[Start Data section]
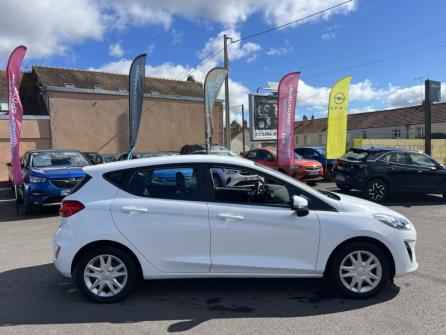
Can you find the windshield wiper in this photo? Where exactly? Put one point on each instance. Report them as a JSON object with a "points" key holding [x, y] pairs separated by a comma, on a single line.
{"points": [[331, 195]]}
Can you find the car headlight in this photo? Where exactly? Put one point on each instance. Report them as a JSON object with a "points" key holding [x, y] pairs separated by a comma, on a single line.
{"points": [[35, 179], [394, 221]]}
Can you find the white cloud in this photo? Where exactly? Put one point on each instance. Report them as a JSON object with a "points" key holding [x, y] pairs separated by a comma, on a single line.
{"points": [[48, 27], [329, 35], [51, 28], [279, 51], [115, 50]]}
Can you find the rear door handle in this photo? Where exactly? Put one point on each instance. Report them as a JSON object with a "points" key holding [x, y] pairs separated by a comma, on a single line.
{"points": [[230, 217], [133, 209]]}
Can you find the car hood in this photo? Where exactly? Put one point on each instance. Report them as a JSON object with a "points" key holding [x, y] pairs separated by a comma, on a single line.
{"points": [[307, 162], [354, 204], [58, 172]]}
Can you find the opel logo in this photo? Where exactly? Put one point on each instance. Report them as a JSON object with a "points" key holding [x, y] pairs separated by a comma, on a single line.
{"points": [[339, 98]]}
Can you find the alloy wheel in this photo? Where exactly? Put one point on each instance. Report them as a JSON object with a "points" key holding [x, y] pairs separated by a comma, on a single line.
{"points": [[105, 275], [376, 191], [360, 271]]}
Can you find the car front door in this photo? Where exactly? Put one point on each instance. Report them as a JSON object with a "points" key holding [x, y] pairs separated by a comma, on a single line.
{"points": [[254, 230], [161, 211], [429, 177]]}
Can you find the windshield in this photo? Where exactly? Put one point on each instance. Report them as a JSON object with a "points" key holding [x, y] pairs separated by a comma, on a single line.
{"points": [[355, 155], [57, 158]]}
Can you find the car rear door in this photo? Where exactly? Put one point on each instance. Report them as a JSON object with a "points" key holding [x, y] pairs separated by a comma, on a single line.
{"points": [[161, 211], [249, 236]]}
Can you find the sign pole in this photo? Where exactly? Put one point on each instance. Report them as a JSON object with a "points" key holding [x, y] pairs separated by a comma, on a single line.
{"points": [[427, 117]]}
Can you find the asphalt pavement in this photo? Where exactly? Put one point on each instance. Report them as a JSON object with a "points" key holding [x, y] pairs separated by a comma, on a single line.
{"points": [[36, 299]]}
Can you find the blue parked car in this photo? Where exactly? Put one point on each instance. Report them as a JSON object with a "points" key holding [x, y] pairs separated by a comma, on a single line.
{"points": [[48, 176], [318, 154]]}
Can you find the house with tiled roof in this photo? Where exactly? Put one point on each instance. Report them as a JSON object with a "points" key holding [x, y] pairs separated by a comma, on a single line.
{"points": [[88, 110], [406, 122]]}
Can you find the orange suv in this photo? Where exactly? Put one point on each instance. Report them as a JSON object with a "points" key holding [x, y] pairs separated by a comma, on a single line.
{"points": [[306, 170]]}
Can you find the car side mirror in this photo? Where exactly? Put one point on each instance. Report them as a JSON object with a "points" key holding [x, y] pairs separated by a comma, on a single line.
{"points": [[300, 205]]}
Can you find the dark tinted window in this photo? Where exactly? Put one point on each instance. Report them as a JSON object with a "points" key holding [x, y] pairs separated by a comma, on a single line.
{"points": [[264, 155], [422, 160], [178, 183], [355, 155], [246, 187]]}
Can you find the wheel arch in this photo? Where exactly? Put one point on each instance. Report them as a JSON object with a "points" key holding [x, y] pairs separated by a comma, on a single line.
[End Data section]
Written request => Output the lines from the one containing "Can you find the dark" through the last line above, inclusive, as a JSON list of strings. Use one string per line and leave out any blank lines.

The solution =>
[
  "Can you find the dark tinted window in this photo? Where exactly? Put one point on each instance. Report them as a JSON object with a \"points\" key holding [x, y] pairs separated by a comma, on a single line.",
  "{\"points\": [[264, 155], [422, 160], [178, 183], [355, 155], [246, 187]]}",
  "Can you find the wheel arch in this photo? Where exactly? Put one point on each instance. Report them as a JSON object with a \"points\" key holding [x, y] pairs separated by a comma, on a single line."
]